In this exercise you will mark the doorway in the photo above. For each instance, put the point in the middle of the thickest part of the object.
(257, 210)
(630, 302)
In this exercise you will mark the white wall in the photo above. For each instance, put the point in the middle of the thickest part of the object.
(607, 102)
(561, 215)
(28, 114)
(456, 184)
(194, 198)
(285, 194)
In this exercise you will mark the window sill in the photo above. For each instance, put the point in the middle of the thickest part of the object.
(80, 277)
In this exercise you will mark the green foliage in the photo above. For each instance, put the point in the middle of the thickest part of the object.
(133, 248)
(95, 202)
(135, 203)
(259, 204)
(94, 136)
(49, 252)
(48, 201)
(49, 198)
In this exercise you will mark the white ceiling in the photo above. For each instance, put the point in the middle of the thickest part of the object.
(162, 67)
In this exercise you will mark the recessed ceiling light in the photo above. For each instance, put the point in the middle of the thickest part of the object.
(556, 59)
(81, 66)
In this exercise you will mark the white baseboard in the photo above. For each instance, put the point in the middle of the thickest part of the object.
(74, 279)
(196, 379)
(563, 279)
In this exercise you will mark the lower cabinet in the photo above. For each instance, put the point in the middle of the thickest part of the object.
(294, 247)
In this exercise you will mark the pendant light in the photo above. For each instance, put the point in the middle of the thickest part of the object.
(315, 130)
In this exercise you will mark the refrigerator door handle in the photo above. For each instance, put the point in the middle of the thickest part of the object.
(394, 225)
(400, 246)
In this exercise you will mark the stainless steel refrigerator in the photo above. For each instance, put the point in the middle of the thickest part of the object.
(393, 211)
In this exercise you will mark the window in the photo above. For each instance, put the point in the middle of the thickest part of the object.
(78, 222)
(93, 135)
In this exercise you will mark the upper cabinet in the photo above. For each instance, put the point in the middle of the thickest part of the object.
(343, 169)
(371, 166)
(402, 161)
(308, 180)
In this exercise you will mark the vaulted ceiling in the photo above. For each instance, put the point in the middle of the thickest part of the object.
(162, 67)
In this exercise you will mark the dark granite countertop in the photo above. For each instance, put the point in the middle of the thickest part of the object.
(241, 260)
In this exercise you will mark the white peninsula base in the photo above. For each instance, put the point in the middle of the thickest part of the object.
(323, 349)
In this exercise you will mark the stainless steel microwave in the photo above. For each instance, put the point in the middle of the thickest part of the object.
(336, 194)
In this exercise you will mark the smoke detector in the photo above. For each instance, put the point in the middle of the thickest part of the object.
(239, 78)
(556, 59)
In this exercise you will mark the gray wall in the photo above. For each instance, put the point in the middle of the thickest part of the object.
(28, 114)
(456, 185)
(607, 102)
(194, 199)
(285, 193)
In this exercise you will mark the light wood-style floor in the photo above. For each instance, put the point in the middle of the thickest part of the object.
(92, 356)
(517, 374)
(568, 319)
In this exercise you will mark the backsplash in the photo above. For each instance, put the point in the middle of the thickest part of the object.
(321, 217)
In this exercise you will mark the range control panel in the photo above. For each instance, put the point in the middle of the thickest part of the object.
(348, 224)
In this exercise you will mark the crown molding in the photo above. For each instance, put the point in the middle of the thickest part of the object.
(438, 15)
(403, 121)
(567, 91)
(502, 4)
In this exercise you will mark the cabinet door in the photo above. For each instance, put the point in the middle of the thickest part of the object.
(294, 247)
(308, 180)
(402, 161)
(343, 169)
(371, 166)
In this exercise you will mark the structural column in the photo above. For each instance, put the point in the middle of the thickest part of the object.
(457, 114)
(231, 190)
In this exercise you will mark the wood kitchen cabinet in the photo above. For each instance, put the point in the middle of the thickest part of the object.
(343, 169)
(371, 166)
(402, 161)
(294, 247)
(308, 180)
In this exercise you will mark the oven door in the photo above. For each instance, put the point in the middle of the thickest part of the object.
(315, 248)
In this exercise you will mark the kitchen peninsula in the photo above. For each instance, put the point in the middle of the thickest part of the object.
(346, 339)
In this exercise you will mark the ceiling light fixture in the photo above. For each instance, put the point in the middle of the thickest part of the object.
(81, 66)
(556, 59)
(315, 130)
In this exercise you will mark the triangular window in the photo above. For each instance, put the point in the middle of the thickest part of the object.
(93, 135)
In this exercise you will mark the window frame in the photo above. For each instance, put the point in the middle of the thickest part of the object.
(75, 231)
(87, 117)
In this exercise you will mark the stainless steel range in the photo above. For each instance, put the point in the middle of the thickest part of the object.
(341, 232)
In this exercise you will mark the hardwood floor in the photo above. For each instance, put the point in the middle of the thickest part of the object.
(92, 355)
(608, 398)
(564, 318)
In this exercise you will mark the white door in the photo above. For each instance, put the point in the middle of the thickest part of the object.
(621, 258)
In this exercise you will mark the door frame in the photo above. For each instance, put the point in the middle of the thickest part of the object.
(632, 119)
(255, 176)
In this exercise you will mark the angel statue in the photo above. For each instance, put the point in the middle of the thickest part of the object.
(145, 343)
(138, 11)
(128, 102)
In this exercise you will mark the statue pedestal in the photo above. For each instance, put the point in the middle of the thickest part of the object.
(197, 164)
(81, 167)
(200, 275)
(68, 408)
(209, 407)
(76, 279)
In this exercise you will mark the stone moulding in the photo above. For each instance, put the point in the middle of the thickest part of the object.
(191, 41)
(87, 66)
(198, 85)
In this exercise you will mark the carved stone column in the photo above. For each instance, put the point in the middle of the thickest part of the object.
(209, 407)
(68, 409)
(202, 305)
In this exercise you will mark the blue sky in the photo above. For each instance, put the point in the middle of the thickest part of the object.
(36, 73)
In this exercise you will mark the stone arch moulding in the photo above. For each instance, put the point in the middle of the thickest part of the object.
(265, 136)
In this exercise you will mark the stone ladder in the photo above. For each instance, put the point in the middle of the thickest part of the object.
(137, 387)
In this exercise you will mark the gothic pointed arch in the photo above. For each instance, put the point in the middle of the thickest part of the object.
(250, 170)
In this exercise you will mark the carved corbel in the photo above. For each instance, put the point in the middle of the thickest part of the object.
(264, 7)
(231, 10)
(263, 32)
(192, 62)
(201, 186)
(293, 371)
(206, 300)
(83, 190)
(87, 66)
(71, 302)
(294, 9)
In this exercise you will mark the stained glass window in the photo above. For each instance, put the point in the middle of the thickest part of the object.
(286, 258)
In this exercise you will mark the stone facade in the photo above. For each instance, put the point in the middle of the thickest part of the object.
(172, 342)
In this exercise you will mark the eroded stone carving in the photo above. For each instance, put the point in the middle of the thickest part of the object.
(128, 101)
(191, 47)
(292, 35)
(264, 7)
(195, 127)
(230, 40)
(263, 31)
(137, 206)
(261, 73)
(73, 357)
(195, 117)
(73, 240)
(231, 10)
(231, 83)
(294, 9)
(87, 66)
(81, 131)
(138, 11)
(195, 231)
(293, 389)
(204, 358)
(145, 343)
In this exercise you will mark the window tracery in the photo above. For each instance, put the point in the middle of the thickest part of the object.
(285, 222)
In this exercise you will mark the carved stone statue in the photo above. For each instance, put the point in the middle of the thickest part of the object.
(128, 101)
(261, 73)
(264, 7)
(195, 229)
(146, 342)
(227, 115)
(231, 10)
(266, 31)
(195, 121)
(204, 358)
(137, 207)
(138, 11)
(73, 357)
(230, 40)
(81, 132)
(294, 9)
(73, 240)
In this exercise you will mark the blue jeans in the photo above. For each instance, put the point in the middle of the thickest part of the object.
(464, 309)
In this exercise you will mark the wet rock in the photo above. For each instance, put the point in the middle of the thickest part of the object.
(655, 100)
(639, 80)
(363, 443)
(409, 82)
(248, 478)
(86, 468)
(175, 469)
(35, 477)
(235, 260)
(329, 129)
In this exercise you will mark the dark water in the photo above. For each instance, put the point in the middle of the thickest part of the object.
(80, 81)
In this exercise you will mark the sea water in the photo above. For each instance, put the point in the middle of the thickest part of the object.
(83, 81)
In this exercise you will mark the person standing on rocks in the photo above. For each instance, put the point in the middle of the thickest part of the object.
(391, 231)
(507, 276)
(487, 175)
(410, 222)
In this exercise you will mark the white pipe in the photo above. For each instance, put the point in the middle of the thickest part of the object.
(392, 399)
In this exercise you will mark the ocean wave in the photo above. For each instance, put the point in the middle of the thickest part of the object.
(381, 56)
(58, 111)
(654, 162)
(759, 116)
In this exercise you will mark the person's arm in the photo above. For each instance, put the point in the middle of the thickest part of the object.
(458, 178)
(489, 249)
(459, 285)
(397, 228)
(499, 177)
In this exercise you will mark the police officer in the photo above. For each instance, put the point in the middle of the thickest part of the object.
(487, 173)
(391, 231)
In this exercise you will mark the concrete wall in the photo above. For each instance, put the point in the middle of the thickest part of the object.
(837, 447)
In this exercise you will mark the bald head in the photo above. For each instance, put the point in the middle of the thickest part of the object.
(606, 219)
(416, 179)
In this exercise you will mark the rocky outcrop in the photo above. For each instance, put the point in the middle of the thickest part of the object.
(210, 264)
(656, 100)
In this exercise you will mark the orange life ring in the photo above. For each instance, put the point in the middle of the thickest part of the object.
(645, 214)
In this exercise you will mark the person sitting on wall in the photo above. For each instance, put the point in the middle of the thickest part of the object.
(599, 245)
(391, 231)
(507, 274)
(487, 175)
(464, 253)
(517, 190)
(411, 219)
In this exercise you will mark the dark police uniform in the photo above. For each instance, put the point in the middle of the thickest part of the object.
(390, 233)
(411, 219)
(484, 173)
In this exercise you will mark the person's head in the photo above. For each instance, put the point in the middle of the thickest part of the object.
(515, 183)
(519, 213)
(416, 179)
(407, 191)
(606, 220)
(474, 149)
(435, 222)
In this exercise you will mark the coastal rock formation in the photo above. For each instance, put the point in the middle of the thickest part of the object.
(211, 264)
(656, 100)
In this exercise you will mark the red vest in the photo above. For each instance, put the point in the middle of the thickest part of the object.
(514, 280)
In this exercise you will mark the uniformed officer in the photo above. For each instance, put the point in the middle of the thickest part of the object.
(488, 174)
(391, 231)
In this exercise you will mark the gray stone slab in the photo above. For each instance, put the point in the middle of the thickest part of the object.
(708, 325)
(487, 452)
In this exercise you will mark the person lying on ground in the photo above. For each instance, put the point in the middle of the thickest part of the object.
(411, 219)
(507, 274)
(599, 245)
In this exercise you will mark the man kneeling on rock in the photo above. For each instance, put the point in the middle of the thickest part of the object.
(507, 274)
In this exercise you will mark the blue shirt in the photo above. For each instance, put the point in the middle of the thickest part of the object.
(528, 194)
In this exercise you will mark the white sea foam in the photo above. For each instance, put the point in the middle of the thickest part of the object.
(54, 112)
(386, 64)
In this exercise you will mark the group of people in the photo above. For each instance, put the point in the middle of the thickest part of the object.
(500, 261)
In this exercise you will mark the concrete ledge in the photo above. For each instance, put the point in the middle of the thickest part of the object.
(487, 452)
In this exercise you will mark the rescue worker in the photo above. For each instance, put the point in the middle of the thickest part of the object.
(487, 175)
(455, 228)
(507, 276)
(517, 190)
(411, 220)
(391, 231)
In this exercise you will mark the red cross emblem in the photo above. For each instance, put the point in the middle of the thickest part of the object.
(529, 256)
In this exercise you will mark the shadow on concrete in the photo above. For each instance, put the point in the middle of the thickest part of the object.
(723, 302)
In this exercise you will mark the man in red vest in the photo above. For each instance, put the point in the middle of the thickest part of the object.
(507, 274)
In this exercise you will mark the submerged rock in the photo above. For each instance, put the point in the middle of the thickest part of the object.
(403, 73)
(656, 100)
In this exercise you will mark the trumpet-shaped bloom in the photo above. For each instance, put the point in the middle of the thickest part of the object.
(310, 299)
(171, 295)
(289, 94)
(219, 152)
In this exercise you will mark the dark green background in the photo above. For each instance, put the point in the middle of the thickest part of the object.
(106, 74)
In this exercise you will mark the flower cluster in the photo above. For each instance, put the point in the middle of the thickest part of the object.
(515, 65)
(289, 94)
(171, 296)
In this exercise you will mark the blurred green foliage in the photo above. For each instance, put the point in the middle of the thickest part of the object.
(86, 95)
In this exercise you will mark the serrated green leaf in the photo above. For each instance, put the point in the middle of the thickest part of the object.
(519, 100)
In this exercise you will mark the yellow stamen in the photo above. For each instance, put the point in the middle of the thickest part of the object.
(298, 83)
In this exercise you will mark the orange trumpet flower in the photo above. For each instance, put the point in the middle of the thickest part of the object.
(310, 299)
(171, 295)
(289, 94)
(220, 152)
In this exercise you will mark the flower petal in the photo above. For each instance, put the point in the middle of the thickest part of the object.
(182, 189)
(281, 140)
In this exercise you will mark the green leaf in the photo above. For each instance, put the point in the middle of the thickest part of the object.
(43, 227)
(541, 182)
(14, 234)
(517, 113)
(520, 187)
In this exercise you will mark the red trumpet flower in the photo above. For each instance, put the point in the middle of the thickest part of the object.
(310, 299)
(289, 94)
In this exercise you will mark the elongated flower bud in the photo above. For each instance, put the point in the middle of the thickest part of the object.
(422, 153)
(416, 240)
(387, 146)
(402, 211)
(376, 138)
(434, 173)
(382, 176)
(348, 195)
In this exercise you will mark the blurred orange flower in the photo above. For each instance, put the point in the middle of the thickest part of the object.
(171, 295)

▬▬▬

■ **Set exercise**: The lines to quote run from the one containing "In this exercise you will mark the flower cluster" through the final line of the material above; please give them exactly, both ends included, and nothing else.

■ **Answer to this task**:
In this exercise you will mark the flower cluster in the photo above. For each instance, put the point in the middle of the thickest part of the object.
(515, 65)
(289, 94)
(171, 296)
In this exercise you will mark the blurred green foliage in the photo above. For each instance, put the point in the middle of the thickest part of the object.
(86, 95)
In this exercise you will mark the serrated green leaf in the photo above. For each instance, put the point in the middle of the thickest part of the object.
(519, 100)
In this exercise you will mark the yellow stamen in the photo above. For each instance, put the point in the middle of the thickest part of the object.
(298, 83)
In this exercise you will mark the orange trumpet flower in the photo above. For each instance, put the point in the middle of the thickest part of the object.
(310, 299)
(171, 295)
(289, 94)
(220, 152)
In this exercise you will mark the flower petal in the photo above. For each instance, put the point in the middle of the thickest part of the object.
(182, 189)
(281, 140)
In this exercise you will mark the green leaf in the photo above. For each instance, put the point in the middle of the thickest part of the object.
(43, 227)
(541, 182)
(14, 234)
(517, 113)
(520, 187)
In this exercise you will mark the red trumpet flower in the photo above. For each instance, put the point in the middle of the thickest part of the object.
(310, 299)
(289, 94)
In this exercise you will mark the elongated flower bud in the photo above. For each instance, put the point in the middle of the thickest part of the object.
(422, 153)
(416, 240)
(387, 146)
(402, 211)
(376, 138)
(434, 173)
(382, 176)
(348, 195)
In this exercise you will mark the blurred orange flower in the photo above. For each instance, put the point in the middle of the thickest part of the object.
(171, 295)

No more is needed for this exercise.